--- Extracted data ---
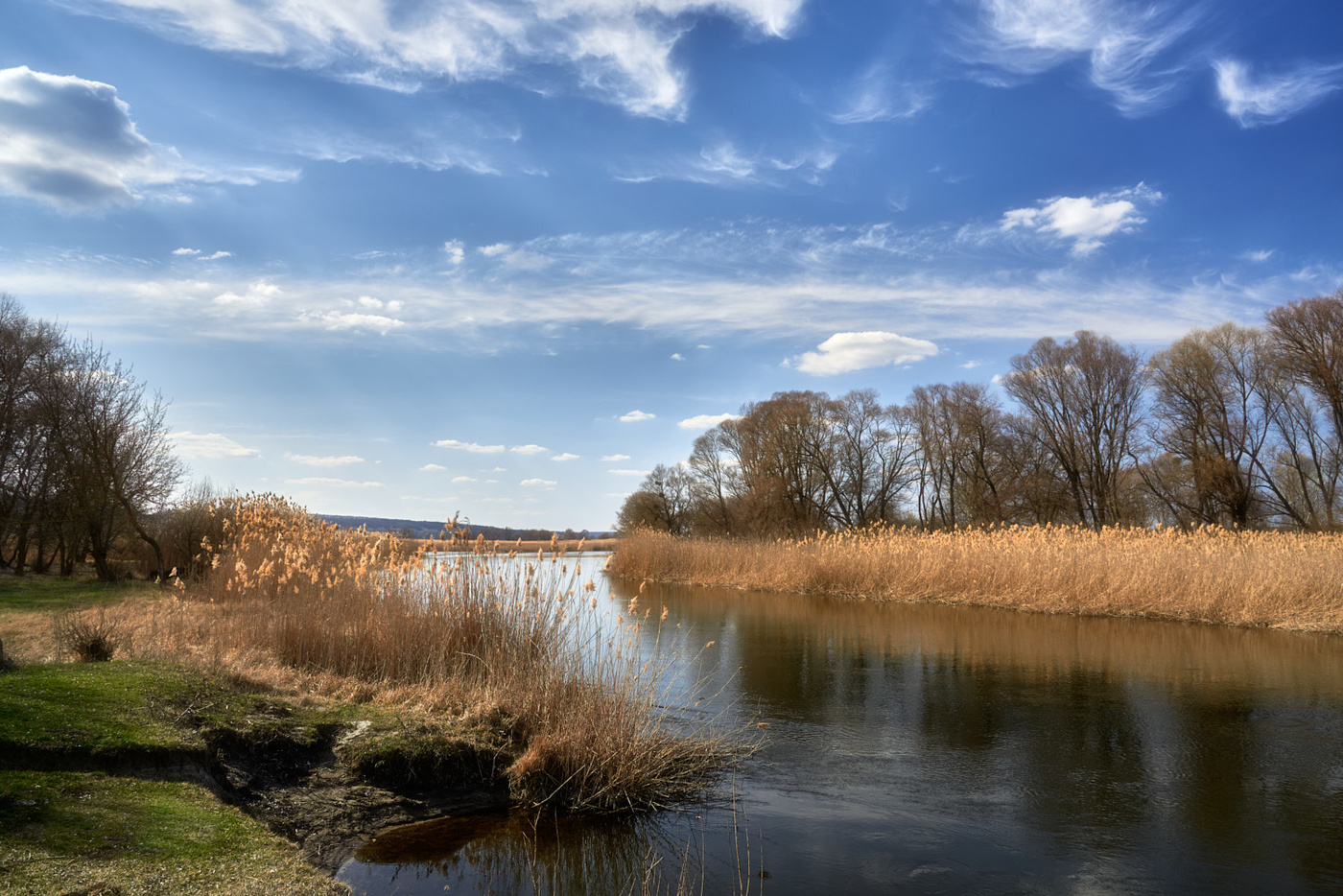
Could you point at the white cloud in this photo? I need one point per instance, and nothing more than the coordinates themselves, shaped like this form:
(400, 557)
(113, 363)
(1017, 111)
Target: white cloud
(705, 420)
(1272, 98)
(210, 445)
(469, 446)
(325, 480)
(70, 143)
(618, 51)
(309, 460)
(877, 96)
(355, 321)
(257, 295)
(845, 352)
(1084, 219)
(1121, 40)
(539, 483)
(725, 164)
---
### Exercise aim
Could you set down all of the material above word for word, leaving out the pictures?

### Correct result
Could you point at the white cloud in this photo? I need one point per instance, and nothing more than the coordinates themselves, shaped like this form:
(400, 557)
(113, 363)
(1017, 111)
Target: white cloud
(705, 420)
(1272, 98)
(210, 445)
(469, 446)
(325, 480)
(70, 143)
(618, 51)
(309, 460)
(877, 96)
(355, 321)
(257, 295)
(845, 352)
(1084, 219)
(1121, 40)
(539, 483)
(725, 164)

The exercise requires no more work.